* _WHAT IS BEING ASKED_:
Find every line in the records below that contains the word "column" and copy each of those lines.

####

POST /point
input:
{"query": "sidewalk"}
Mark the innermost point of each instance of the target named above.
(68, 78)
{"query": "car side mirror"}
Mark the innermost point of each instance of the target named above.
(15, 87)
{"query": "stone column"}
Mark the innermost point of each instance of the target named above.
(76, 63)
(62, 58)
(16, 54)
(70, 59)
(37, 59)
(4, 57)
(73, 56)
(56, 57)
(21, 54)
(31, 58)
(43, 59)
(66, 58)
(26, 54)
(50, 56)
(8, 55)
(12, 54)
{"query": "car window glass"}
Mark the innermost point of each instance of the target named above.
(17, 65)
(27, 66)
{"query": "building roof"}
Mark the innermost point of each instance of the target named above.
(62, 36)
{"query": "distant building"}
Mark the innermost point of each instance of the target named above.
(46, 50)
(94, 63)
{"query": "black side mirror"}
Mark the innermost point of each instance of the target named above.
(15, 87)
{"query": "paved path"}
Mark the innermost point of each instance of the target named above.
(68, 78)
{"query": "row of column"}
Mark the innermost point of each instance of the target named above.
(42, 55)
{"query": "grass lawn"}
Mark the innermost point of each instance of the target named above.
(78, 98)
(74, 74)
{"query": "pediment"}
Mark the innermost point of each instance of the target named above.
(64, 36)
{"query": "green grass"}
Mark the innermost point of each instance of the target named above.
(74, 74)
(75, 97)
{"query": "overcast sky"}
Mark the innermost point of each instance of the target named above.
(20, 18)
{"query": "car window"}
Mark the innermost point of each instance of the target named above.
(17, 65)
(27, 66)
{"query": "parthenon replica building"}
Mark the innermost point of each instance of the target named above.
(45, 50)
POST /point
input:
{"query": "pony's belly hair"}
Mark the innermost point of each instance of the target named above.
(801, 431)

####

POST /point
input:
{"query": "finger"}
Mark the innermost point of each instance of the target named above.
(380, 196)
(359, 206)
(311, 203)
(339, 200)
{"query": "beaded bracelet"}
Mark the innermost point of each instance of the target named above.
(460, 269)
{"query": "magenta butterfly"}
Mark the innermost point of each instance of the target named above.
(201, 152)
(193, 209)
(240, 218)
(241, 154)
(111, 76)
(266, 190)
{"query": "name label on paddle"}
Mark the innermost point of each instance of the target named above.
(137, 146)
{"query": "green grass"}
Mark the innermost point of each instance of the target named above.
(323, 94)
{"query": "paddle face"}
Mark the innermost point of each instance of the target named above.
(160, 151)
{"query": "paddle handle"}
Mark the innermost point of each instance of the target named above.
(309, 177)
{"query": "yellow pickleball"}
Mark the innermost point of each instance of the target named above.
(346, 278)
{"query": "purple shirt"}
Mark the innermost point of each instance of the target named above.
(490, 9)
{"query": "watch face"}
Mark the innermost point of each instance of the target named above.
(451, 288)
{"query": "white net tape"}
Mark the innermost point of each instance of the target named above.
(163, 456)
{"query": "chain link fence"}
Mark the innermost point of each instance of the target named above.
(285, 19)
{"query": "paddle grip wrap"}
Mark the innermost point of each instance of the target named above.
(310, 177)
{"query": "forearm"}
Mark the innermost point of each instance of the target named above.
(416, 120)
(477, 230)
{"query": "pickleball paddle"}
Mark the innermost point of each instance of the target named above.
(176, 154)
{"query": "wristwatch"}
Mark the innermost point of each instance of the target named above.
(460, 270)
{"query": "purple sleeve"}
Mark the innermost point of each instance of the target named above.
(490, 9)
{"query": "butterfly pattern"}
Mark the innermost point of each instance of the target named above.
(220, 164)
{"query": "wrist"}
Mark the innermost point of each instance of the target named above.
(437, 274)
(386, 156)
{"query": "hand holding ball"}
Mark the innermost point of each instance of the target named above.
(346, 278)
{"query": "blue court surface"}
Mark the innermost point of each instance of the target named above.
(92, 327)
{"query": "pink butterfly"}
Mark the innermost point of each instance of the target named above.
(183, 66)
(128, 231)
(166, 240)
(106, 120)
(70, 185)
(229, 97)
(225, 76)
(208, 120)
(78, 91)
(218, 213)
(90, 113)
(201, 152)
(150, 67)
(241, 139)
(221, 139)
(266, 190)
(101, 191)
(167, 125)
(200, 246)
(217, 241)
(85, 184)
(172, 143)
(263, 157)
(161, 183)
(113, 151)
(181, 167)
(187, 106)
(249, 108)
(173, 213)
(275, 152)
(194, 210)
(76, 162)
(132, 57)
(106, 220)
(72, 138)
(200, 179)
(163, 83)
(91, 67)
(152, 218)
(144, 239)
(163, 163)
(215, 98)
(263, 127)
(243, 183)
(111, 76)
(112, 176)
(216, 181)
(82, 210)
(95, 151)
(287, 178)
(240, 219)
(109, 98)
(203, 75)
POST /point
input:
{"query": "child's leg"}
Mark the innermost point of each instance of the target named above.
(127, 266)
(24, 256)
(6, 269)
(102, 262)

####

* _EXERCISE RESPONSE_:
{"query": "stone column"}
{"query": "row of column"}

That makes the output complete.